### Page excerpt
The head of the World Health Organization said the agency declared the coronavirus outbreak a global emergency early enough — even though the deadly contagion has now infected millions of people worldwide.
Director-General Tedros Adhanom Ghebreyesus dismissed criticism Wednesday that the UN agency hasn’t acted fast enough, pointing out there were less than 100 cases outside of China when the virus received the emergency declaration.
“Looking back, I think we declared [the] emergency at the right time and when the rest of the world had enough time to respond,” Tedros told reporters Wednesday.
Tedros said a committee of experts came to the decision on Jan. 30 after failing to agree a week earlier.
There were no fatalities outside of China at the time of the decision, he said.
“We triggered the highest level of emergency when the rest of the world only had 82 cases and no deaths,” Tedros said.
Tedros’ defense came as the agency was questioned about whether it waited too long to label the outbreak a pandemic.

### Your tasks
- 1) In the article on the WHO's coronavirus emergency declaration, how many cases outside China did Tedros say there were when the highest level of emergency was triggered?
- 2) Go on with the article on the WHO's coronavirus emergency declaration, starting after its last sentence.
The lines that come next are not needed.

### Dataset section
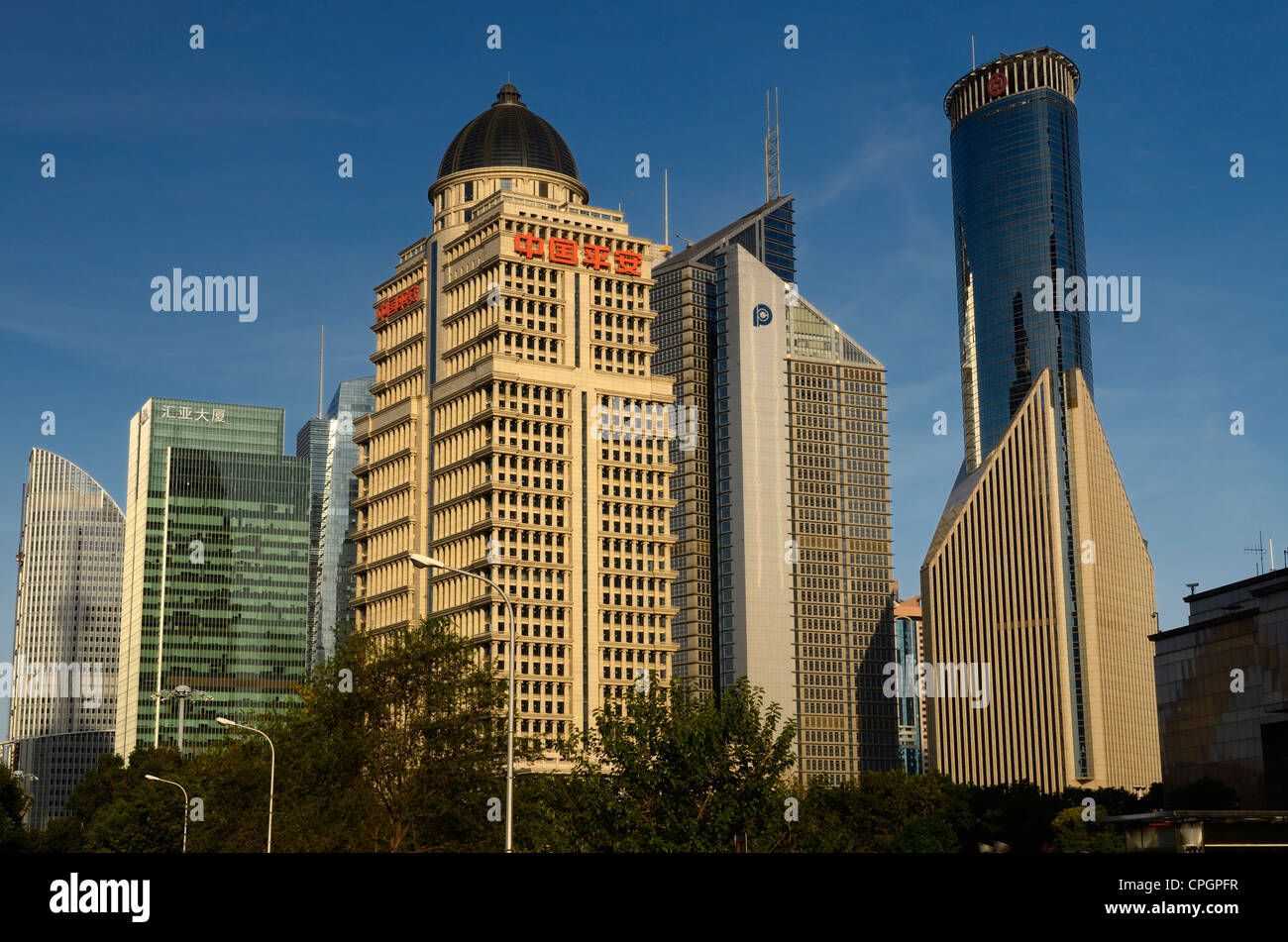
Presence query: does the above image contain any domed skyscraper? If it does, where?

### Numbered responses
- 1) There were 82 cases and no deaths outside China.

- 2)
“The characterization of the disease of a pandemic has no basis other than a description of the disease at that time,” said Executive Director Dr. Mike Ryan.
The WHO reported Wednesday there were now nearly 2.5 million cases and more than 160,000 deaths worldwide.
Tedros warned there were still some countries in the “early stages” and other places were seeing a resurgence.
“Make no mistake. We have a long way to go,” Tedros said. “This virus will be with us for a long time.”
He added that the virus “remains extremely dangerous” despite social distancing measures.
“Early evidence suggests most of the world’s population remains susceptible,” he said. “That means epidemics can easily reignite.”